# Texto fornecido
----------

Os demais réus foram condenados a penas que vão de 3 a 15 anos de reclusão, das quais as defesas terão até dez dias para recorrer. Hassan Ouamou, por exemplo, foi condenado a 12 anos de prisão. Atualmente no Marrocos, ele disse aos investigadores que não retornará à França.
A Corte francesa também considerou culpados, por estupro agravado:
- Charly Arbo (pena de 13 anos de prisão);
- Christian Lescole (9);
- Lionel Rodriguez (8);
- Cyrille Delville (8);
- Florian Rocca;
- Jacques Cubeau (5);
- Patrice Nicolle (8);
- Thierry Parisis (8);
- Simoné Mekenese (9);
- Didier Sambuchi (5);
- Jerome Vilela (13);
- Dominique Davies;
- Boris Moulin (8);
- Nizar Hamida (100);
- Philippe Leleu (5 anos de prisão, com 2 suspensos);
- Cyril Beaubis;
- Quentin Hennebert;
- Mathieu Dartus;
- Cyprien Culieras;
- Jean-Luc LA (10);
- Fabien Sotton (11);
- Redouane Azougagh (8);
- Joan Kawai (10);
- Vincent Coullet (10);
- Romain Vandevelde (15 anos de prisão);
- Husamettin Dogan (9);
- Omar Douiri;
- Paul-Koikoi Grovogui;
- Ahmed Tbarik (8);
- Jean Tirano (8);
- Redouane El Farihi;
- Hassan Ouamou (12);
- Mohamed Rafaa (8);
- Ludovick Blemeur (7);
- Patrick Aron (6 anos – será levado a uma prisão especial por razões médicas);
- Abdelali Dallal (8 anos – será levado a uma prisão especial por razões médicas);
- Grégory Serviol (8);
- Cedric Grassot (7);
- Cendric Venzin (9);
- Thierry Postat (12 anos, com banimento de trabalhos envolvendo crianças);
- Jean-Marc LeLoup.

----------

# Perguntas a responder
a: Responda com base no texto sobre o julgamento:
(i) Quanto tempo as defesas têm para recorrer das penas?
(ii) A quantos anos de prisão foi condenado Romain Vandevelde?
(iii) Que proibição acompanha a pena de 12 anos de Thierry Postat?
b: Prossiga com o texto sobre o julgamento a partir do último nome da lista.

Material extraído de uma coleção:
----------

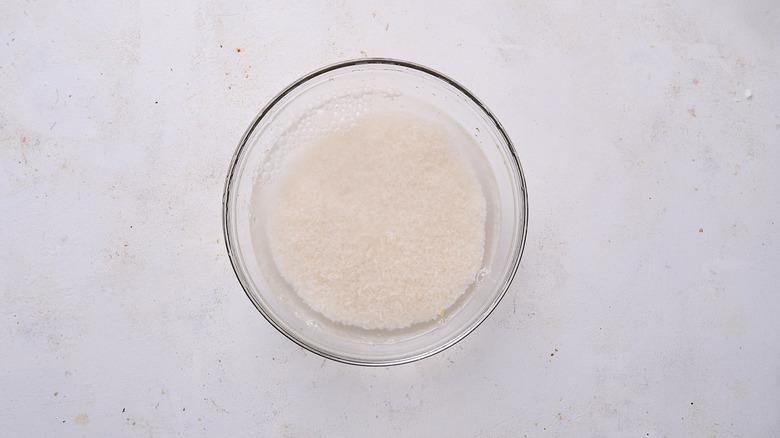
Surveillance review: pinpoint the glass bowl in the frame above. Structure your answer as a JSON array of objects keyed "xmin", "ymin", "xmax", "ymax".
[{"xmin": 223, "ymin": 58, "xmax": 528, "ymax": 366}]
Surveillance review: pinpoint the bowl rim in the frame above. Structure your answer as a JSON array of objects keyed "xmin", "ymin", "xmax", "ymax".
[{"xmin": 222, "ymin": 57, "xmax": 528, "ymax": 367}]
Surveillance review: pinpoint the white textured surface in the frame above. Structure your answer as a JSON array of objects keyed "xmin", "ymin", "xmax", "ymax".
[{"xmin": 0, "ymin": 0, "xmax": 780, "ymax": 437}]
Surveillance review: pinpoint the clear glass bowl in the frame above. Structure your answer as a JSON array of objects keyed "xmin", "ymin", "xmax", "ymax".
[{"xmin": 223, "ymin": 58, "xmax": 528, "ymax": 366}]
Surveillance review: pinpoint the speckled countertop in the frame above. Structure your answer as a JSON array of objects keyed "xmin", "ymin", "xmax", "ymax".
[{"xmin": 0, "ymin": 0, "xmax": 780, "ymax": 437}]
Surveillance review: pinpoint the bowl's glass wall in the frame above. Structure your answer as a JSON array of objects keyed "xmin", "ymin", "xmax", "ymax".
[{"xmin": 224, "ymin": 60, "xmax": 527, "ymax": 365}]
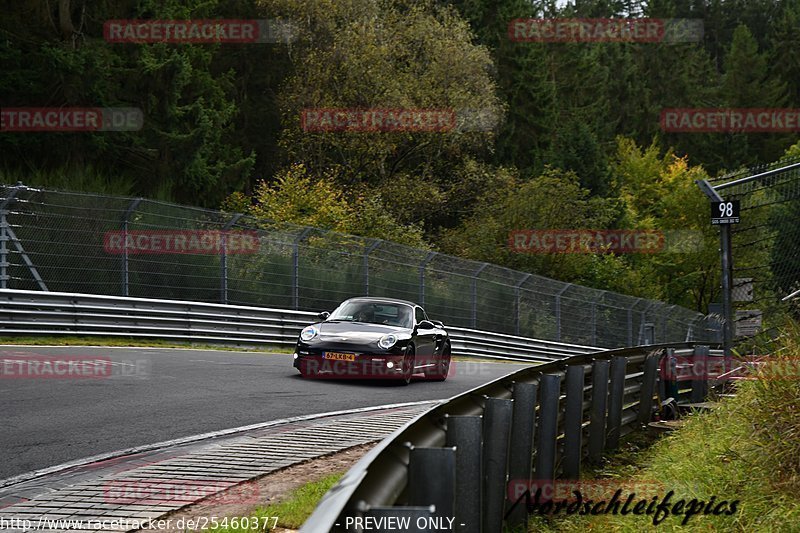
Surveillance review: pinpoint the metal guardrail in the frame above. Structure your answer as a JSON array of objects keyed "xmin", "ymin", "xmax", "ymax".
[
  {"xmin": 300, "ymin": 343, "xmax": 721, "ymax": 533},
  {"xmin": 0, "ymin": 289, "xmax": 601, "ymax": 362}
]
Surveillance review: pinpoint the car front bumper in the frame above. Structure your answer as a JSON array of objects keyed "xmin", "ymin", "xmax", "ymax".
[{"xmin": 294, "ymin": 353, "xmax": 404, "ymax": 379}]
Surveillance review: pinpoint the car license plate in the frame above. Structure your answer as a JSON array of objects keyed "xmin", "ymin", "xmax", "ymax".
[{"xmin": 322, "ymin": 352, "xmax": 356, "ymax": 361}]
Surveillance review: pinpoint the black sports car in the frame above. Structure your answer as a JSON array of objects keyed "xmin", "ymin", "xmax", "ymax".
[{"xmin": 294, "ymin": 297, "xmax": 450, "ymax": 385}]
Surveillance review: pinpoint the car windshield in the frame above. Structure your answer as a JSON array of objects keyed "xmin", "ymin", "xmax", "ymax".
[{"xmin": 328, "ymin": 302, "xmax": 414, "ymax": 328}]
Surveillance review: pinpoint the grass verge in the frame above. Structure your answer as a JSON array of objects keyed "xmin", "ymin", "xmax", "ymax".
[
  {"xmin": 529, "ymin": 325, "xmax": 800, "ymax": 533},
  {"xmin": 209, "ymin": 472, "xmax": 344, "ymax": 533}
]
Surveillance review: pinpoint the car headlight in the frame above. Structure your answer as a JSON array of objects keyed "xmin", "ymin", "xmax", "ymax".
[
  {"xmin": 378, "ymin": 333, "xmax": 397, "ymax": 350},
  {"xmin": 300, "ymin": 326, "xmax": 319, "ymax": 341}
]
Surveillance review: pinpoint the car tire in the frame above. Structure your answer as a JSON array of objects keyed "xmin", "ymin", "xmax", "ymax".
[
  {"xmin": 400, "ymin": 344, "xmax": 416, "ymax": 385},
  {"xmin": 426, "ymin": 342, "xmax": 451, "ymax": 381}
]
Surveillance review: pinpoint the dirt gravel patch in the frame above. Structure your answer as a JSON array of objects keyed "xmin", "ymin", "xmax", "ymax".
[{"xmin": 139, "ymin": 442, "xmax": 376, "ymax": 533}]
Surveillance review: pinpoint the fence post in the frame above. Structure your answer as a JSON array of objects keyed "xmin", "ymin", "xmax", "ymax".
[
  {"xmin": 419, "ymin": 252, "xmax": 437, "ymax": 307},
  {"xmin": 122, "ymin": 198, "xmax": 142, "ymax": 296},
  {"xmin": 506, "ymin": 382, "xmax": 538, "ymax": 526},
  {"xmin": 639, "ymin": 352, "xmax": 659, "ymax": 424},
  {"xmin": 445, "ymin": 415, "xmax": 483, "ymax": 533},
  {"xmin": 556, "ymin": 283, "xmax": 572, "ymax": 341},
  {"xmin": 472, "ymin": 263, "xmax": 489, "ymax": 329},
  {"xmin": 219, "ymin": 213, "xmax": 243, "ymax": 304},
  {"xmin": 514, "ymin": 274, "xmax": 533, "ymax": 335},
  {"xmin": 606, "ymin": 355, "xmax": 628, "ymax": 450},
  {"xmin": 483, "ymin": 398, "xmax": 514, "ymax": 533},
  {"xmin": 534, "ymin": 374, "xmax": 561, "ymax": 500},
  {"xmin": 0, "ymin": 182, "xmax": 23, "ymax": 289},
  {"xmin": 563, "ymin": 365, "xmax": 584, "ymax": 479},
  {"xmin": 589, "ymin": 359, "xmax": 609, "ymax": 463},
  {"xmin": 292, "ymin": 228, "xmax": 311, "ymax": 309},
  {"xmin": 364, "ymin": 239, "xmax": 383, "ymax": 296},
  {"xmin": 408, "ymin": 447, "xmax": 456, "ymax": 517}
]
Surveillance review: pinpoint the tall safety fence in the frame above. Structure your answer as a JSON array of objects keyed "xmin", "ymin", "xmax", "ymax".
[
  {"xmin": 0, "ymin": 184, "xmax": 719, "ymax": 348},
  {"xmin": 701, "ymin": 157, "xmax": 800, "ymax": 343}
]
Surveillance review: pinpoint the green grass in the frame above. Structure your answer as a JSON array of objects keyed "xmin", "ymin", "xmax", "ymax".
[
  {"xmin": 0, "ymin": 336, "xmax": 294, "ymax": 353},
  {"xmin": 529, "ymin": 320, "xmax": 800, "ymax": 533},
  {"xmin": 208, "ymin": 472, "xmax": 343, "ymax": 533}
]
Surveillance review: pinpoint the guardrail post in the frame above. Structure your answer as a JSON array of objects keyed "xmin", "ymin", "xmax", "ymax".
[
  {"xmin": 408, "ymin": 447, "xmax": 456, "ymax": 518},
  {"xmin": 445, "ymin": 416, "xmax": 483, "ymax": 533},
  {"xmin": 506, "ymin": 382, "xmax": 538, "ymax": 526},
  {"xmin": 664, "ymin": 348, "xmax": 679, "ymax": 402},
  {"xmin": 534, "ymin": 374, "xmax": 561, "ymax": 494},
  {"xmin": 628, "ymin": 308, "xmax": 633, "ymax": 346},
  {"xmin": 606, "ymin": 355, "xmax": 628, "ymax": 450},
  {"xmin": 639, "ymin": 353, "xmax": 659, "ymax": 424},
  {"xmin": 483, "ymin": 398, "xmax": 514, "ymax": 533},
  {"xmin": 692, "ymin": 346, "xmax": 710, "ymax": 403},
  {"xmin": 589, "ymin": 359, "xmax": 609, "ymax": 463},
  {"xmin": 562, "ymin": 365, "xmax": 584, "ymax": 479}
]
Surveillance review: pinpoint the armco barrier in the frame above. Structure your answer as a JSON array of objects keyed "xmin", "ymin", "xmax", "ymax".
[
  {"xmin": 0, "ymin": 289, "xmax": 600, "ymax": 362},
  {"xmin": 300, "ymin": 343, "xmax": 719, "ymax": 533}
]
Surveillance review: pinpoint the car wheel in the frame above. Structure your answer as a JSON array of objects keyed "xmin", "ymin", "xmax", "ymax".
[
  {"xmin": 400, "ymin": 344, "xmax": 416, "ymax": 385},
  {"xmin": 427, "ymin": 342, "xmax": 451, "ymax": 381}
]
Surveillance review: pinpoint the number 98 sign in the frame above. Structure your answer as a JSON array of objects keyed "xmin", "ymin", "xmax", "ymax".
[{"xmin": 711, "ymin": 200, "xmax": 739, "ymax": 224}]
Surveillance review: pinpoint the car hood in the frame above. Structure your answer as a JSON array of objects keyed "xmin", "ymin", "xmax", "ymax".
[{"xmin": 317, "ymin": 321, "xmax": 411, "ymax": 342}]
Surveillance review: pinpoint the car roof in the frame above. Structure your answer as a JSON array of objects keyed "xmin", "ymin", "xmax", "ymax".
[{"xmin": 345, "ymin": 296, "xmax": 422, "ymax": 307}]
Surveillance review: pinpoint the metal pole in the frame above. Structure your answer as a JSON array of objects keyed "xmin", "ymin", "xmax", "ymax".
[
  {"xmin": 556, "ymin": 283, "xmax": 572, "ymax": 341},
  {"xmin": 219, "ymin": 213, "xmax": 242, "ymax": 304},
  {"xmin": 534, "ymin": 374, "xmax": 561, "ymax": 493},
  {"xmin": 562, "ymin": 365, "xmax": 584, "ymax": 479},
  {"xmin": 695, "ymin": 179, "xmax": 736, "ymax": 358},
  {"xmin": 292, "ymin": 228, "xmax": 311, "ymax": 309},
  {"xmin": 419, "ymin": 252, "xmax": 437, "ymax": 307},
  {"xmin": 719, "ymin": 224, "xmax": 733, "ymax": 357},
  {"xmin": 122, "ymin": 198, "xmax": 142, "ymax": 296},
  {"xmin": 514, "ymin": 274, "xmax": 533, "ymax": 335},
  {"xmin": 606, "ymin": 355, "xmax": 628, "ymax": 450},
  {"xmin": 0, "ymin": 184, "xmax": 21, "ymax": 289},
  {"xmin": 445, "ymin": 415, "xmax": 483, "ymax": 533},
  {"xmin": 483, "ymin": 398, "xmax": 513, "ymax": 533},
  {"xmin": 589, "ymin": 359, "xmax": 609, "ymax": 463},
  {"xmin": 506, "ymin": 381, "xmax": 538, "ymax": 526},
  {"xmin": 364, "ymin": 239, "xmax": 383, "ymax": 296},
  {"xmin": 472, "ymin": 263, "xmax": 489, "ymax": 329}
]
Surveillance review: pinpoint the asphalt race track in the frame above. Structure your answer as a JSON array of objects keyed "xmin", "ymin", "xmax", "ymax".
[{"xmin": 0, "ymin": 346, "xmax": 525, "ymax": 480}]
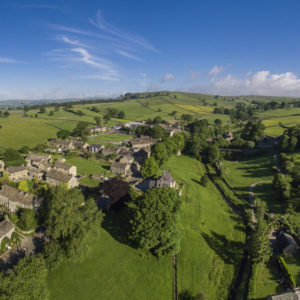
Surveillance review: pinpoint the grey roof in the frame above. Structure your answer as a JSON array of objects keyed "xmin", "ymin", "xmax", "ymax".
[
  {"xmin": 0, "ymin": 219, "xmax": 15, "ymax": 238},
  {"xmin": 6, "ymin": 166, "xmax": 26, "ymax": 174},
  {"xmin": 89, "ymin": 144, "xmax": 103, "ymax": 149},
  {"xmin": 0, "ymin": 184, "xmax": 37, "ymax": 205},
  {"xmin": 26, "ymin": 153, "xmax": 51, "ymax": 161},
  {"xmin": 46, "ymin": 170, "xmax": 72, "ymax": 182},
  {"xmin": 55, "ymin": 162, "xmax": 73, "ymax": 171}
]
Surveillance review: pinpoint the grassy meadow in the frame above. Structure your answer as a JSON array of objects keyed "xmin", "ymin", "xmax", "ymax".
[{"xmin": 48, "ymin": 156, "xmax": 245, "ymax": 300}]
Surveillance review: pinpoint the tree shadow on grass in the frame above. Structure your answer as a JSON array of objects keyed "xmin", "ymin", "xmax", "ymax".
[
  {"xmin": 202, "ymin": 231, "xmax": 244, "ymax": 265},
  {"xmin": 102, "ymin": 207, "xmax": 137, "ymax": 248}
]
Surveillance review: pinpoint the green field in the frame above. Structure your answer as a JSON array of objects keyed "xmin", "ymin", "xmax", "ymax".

----------

# Respostas
a:
(i) Até dez dias.
(ii) A 15 anos de prisão.
(iii) O banimento de trabalhos envolvendo crianças.

b:
Além do estupro agravado, Karim Sebaoui, Adrien Longeron e Nicolas Francois foram considerados culpados pela posse de imagens de pornografia infantil. Francois foi sentenciado a 8 anos de prisão com banimento de trabalhos envolvendo crianças, enquanto Longeron pegou 6 anos e Sebaoui, 10. Hughes Malago (5) e Andy Rodriguez (6), por sua vez, foram culpados por tentativa de estupro com fatores agravantes, e Joseph Cocco (3 anos de prisão) e Saifeddine Ghabi (3), por agressão sexual.
Durante o julgamento, Gisèle pediu que a sociedade “machista e patriarcal” mude sua atitude em relação ao estupro e falou sobre sua indignação por nenhum de seus agressores ter alertado a polícia. Alguns a estupraram até seis vezes.
Alguns réus admitiram os estupros e outros se defenderam sob a alegação que acreditavam participar de uma fantasia de um casal libertino, pois tinham “o consentimento do marido” — um exemplo de sua “covardia”, na opinião da vítima. Outros 20 suspeitos seguem em liberdade porque os investigadores não conseguiram identificá-los antes do macrojulgamento.
A grande incógnita eram as sentenças dos demais, já que o tribunal precisa individualizar cada sentença, e se haveria absolvições. No final de novembro, o Ministério Público solicitou entre 10 e 18 anos de prisão para 49 deles, e quatro anos para a única pessoa processada por “tocar” em Gisèle Pelicot. Os pedidos de condenação foram mais severos do que a pena média por estupro na França, que era de 11,1 anos em 2022, segundo o Ministério da Justiça.
Laure Chabaud, uma das representantes da acusação, espera que a decisão do tribunal vá além do destino dos acusados e envie “uma mensagem de esperança às vítimas de violência sexual”. A promotoria insistiu que o veredicto deve servir de guia na educação das “crianças”, “porque é através da educação que se conseguirá a mudança” na sociedade.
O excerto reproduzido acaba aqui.